_What you will do_.
Every record below, from first to last, should be copied exactly; leave the pictures out.

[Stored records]
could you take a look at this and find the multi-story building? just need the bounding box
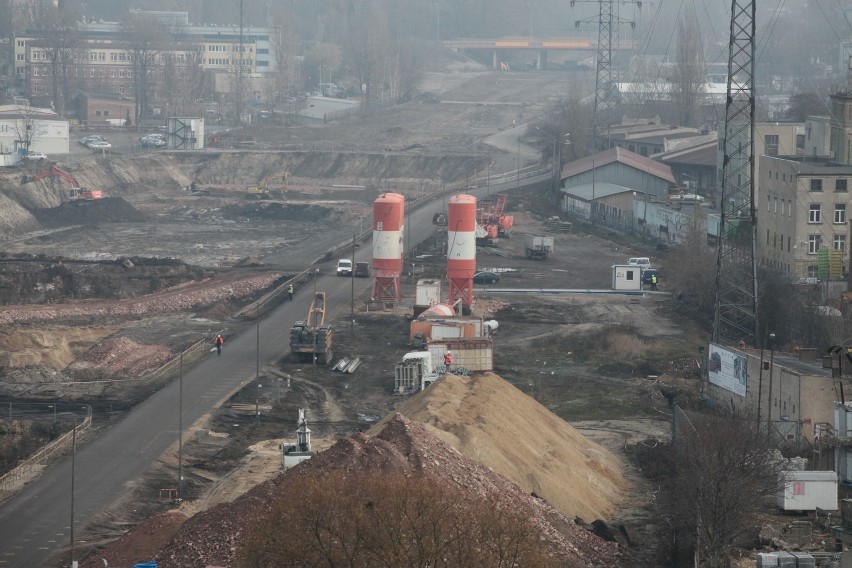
[757,154,852,279]
[14,11,277,119]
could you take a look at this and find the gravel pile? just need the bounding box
[73,336,172,374]
[154,414,626,567]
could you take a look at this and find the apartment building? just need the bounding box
[14,11,276,114]
[757,154,852,279]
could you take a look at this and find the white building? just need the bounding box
[0,105,69,156]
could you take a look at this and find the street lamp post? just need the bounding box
[767,333,776,434]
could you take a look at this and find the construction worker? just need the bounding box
[444,351,453,368]
[214,334,224,355]
[288,284,294,301]
[650,273,658,291]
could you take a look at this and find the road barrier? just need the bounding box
[0,409,91,503]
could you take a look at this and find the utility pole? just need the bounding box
[236,0,245,126]
[350,231,355,332]
[712,0,758,346]
[69,419,76,568]
[571,0,640,150]
[178,353,183,500]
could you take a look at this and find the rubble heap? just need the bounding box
[155,414,626,567]
[72,336,172,374]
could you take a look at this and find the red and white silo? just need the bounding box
[371,193,405,302]
[447,194,477,308]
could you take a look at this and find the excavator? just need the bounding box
[247,170,288,200]
[20,165,104,201]
[289,291,334,364]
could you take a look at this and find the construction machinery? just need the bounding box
[524,234,554,260]
[289,291,334,364]
[20,165,104,201]
[247,171,288,200]
[478,193,513,239]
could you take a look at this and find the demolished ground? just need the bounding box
[83,373,632,568]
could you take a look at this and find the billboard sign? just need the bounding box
[707,343,747,397]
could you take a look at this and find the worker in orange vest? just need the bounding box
[443,351,453,368]
[214,334,224,355]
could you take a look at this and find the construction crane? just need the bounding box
[712,0,758,347]
[20,165,104,201]
[289,291,334,365]
[247,170,288,199]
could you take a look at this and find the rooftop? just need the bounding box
[560,146,676,183]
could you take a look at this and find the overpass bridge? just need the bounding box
[440,37,637,70]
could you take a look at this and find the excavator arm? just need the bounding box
[22,165,80,188]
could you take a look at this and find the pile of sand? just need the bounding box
[372,372,628,521]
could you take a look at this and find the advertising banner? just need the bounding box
[707,343,747,397]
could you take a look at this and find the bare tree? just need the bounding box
[123,12,166,127]
[668,413,786,567]
[38,3,81,115]
[236,471,555,567]
[670,13,705,127]
[664,206,716,326]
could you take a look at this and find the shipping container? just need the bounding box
[777,471,838,511]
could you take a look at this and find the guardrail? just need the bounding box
[0,409,91,503]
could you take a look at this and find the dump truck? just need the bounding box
[289,292,334,364]
[524,234,554,260]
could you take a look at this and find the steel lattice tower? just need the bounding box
[571,0,640,147]
[712,0,758,346]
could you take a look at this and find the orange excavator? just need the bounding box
[20,165,104,201]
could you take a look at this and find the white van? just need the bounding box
[627,257,651,269]
[336,259,353,276]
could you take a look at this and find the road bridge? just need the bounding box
[441,37,636,70]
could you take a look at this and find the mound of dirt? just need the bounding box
[155,414,625,567]
[80,511,187,568]
[371,372,628,521]
[0,326,116,369]
[221,201,332,222]
[31,197,147,226]
[71,336,172,374]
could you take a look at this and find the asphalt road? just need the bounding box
[0,171,551,568]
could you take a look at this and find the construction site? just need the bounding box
[0,64,751,568]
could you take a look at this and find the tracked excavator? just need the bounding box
[20,165,104,201]
[247,171,288,199]
[289,291,334,364]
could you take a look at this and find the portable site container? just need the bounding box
[415,279,442,308]
[612,264,642,290]
[428,338,494,372]
[776,471,838,511]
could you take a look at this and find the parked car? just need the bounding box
[140,134,166,148]
[641,268,659,285]
[26,151,47,161]
[78,135,105,146]
[353,262,370,277]
[89,141,112,151]
[336,258,353,276]
[627,257,651,269]
[473,271,500,284]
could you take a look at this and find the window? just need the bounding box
[103,111,109,116]
[796,134,805,149]
[811,179,823,192]
[767,195,771,212]
[809,204,821,223]
[16,53,23,61]
[788,236,791,251]
[119,70,124,78]
[808,234,822,254]
[110,69,115,78]
[836,204,847,223]
[98,53,105,61]
[837,179,848,192]
[95,110,101,116]
[835,234,846,252]
[765,134,779,156]
[127,69,132,78]
[808,265,819,278]
[110,53,117,61]
[17,40,23,47]
[257,48,269,54]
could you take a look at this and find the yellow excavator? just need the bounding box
[246,171,288,200]
[289,291,334,364]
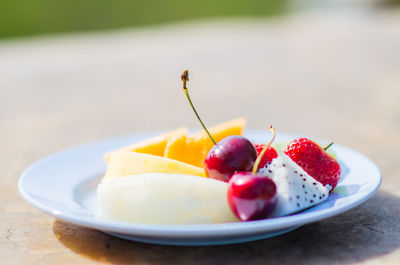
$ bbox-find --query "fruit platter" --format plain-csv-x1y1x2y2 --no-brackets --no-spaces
19,71,381,245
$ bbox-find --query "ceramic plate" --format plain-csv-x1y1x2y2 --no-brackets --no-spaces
18,130,381,246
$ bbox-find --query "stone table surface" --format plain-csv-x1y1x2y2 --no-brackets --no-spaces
1,9,400,265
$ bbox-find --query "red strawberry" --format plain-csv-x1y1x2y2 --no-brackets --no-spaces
284,138,341,191
254,144,278,170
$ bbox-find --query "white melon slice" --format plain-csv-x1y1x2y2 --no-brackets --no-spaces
97,173,239,224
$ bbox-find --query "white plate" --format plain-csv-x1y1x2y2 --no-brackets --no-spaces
18,130,381,246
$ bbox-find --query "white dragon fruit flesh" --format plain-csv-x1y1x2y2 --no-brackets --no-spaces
259,154,330,217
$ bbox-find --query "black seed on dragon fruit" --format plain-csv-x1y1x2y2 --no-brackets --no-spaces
259,154,330,217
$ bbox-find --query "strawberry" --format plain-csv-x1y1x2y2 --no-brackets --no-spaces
254,144,278,170
284,138,341,191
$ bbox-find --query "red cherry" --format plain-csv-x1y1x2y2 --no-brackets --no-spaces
227,172,277,221
205,136,257,182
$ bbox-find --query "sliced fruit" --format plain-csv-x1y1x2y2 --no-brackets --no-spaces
103,119,245,167
182,118,246,167
163,132,188,161
103,127,188,163
181,137,205,166
97,173,239,224
259,154,330,217
104,152,206,179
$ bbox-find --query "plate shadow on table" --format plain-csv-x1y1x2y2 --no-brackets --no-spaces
53,191,400,265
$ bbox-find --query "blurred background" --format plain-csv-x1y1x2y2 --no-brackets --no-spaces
1,0,399,190
0,0,397,38
1,0,399,155
1,0,287,38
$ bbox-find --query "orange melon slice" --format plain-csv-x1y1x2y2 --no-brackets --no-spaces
104,152,206,179
180,118,246,167
104,127,188,163
164,132,188,161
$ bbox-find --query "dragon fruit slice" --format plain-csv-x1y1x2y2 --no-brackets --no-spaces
259,154,330,217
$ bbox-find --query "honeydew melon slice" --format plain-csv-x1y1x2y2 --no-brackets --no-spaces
97,173,239,224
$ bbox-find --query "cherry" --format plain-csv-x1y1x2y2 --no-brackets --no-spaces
227,126,278,221
205,136,257,182
180,70,256,182
227,172,277,221
179,71,278,221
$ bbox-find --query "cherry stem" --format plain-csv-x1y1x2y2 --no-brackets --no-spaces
181,70,216,145
252,126,276,174
323,142,334,151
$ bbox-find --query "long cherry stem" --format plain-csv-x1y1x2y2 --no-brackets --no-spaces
181,70,216,145
252,126,276,174
323,142,334,151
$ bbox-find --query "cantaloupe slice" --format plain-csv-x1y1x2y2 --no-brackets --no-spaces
104,152,206,179
181,118,246,167
164,132,188,161
104,127,188,163
103,118,246,168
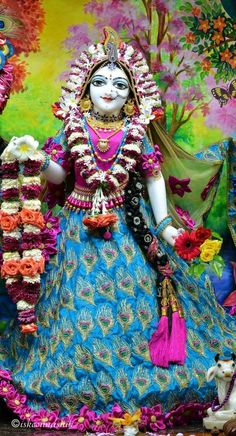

_Answer to the exercise_.
could you take a look at this and find the multi-story building? just need the bounding box
[757,154,852,279]
[14,11,277,119]
could you take a look at this and find the gravel pile? just need the bounding box
[73,336,172,374]
[154,414,626,567]
could you take a look at this and find the apartment building? just need the bounding box
[14,11,276,114]
[757,154,852,279]
could you take a look at this and find the white building? just need the bounding box
[0,105,69,156]
could you take a look at this and find the street lamp post? just need the bounding box
[767,333,776,434]
could you take a look at this and find the construction worker? just need the bounding box
[444,351,453,368]
[214,334,224,355]
[288,284,294,301]
[650,273,658,291]
could you take a look at this and find the road barrier? just need the bounding box
[0,409,91,503]
could you take a look at this and find the utility pole? just need the bounding box
[236,0,245,126]
[350,231,355,332]
[712,0,758,346]
[69,419,76,568]
[571,0,640,150]
[178,353,183,500]
could you take a look at this and find the rubble heap? just need the bounding box
[155,414,626,567]
[72,336,172,374]
could you take a look at this and find the red and white silo? just need the bounding box
[371,193,405,302]
[447,194,477,308]
could you take a look at this and find the excavator? just need the bounding box
[247,170,288,200]
[20,165,104,201]
[289,291,334,364]
could you take a look at this and find the construction machinery? just need the bounding box
[524,234,554,260]
[289,291,334,364]
[20,165,104,201]
[247,171,288,200]
[478,193,513,239]
could you take a look at this and find the demolished ground? just need the bounding box
[83,373,632,568]
could you take a look at this and find the billboard sign? just need the bounding box
[707,343,747,397]
could you take a look at this and find the worker in orange vest? just need the bounding box
[443,351,453,368]
[214,334,224,355]
could you take a look at this and find the construction crane? just need the bounding box
[712,0,758,347]
[20,165,104,201]
[289,291,334,365]
[247,170,288,199]
could you take a look at this and find the rooftop? just need the bounding box
[560,146,676,183]
could you take a look at this and find the overpass bridge? just need the bounding box
[440,37,637,70]
could you take a look at this and find the excavator arm? just need the bounding box
[22,165,80,188]
could you take a look at this and find the pile of sand? just need the bounding box
[372,372,628,521]
could you take a look at this and find the advertising banner? just need the bounding box
[707,343,747,397]
could you take a look at this and find the bare tree? just need the bounding box
[123,12,166,127]
[668,413,786,567]
[38,3,81,115]
[236,471,555,567]
[670,13,705,127]
[664,206,716,326]
could you take a look at this and find the shipping container? just need the bounding box
[777,471,838,511]
could you take a look at this and find the guardrail? just need the bounding box
[0,409,91,503]
could you take a look at this and find the dump truck? just need the bounding box
[289,292,334,364]
[524,234,554,260]
could you take a look at this and find the steel lattice tower? just need the bounding box
[571,0,640,147]
[712,0,758,346]
could you take a look at this and find the orange excavator? just need the bounding box
[20,165,104,201]
could you take a look at this and find the white van? just need the bounding box
[627,257,651,269]
[336,259,353,276]
could you take a look at this and find the road bridge? just need the bounding box
[441,37,636,70]
could you take a look at this and find the mound of dirt? just need the bounding box
[155,414,625,567]
[80,511,187,568]
[371,372,628,521]
[0,326,116,369]
[221,201,332,222]
[31,197,147,226]
[71,336,172,374]
could you take a look at this and find the asphalt road? just need the bounding box
[0,171,551,568]
could you take a look at this and find the construction site? just need the bounding box
[0,64,751,568]
could you take a look at this and find the tracked excavator? just need the bounding box
[20,165,104,201]
[247,171,288,199]
[289,291,334,364]
could you take a look at this and find the portable site container? just need the bounding box
[415,279,442,308]
[612,264,642,290]
[428,338,494,372]
[776,471,838,511]
could you take a look at this and find the parked car? just need the bounding box
[140,134,166,148]
[641,268,659,285]
[26,151,47,161]
[78,135,105,146]
[353,262,370,277]
[89,141,112,151]
[336,258,353,276]
[627,257,651,269]
[473,271,500,284]
could you take a look at this and find the window? just need the bounding box
[103,111,109,116]
[796,134,805,149]
[811,179,823,192]
[767,195,771,212]
[809,204,821,223]
[16,53,23,61]
[788,236,791,251]
[119,70,124,78]
[808,234,822,254]
[110,69,115,78]
[836,204,847,223]
[98,53,105,61]
[837,179,848,192]
[95,110,101,116]
[835,234,846,252]
[765,134,779,156]
[127,69,132,78]
[808,265,819,278]
[110,53,117,61]
[17,40,23,47]
[257,48,269,54]
could you take a look at this and find the yellow excavator? just need the bounding box
[246,171,288,200]
[289,291,334,364]
$ bbox-find --query "fruit platter" --format plain-csv-x1y1x2y2 --no-brackets --no-spaces
19,71,381,245
$ bbox-find --query "ceramic plate" --format plain-csv-x1y1x2y2 --no-brackets --no-spaces
18,130,381,246
$ bbox-find --query "stone table surface" --format plain-csv-x1y1x2y2 --no-brackets --no-spaces
1,9,400,265
$ bbox-find --query "red strawberry" --format plain-csv-x1y1x2y2 --no-brackets --no-spaces
284,138,341,191
254,144,278,170
$ bbox-find --query "white melon slice" --format plain-csv-x1y1x2y2 --no-brackets --no-spaces
97,173,239,224
$ bbox-find --query "white plate" --format plain-csv-x1y1x2y2 --no-brackets --no-spaces
18,130,381,246
$ bbox-find --query "white dragon fruit flesh" --format plain-csv-x1y1x2y2 --no-brackets --no-spaces
259,154,330,217
$ bbox-find --query "black seed on dragon fruit" --format plain-csv-x1y1x2y2 --no-brackets --no-spaces
259,154,330,217
$ bbox-find --query "strawberry" --format plain-csv-x1y1x2y2 --no-brackets --no-spaces
254,144,278,170
284,138,341,191
$ bbox-find --query "red cherry" --format plain-csv-x1y1x2y2 --no-brackets --no-spaces
227,172,277,221
205,136,257,182
$ bbox-find --query "sliced fruit" --format plain-csv-x1y1x2y2 --no-brackets --no-spaces
103,119,245,167
182,118,246,167
163,132,188,161
103,127,188,163
181,137,205,166
97,173,239,224
259,154,330,217
104,152,206,179
$ bbox-find --query "plate shadow on table" --format plain-csv-x1y1x2y2 --no-brackets --no-spaces
53,191,400,265
$ bbox-find --query "blurred background" --format plain-csv-x1y1x2y2 --no-brackets --no-spaces
1,0,399,190
0,0,397,38
1,0,399,155
1,0,287,38
$ bbox-find --query "orange melon slice" --format plain-csv-x1y1x2y2 --no-brackets --no-spaces
104,152,206,179
180,118,246,167
104,127,188,163
164,132,188,161
$ bbox-find --query "dragon fruit slice" --format plain-csv-x1y1x2y2 --no-brackets --no-spaces
259,154,330,217
$ bbox-find --query "honeydew melon slice" --format plain-csv-x1y1x2y2 --no-brackets --no-spaces
97,173,239,224
$ bbox-find --query "cherry" --format plain-csv-x1y1x2y2 --no-brackets --no-spaces
227,126,278,221
205,136,257,182
180,70,256,182
227,172,277,221
179,71,278,221
$ bbox-find --query "cherry stem" --format plain-csv-x1y1x2y2 --no-brackets --no-spaces
181,70,216,145
252,126,276,174
323,142,334,151
$ bbox-find --query "long cherry stem" --format plain-csv-x1y1x2y2 --no-brackets --no-spaces
181,70,216,145
252,126,276,174
323,142,334,151
$ bbox-find --query "cantaloupe slice" --format plain-csv-x1y1x2y2 --no-brackets --no-spaces
104,152,206,179
181,118,246,167
164,132,188,161
104,127,188,163
103,118,246,168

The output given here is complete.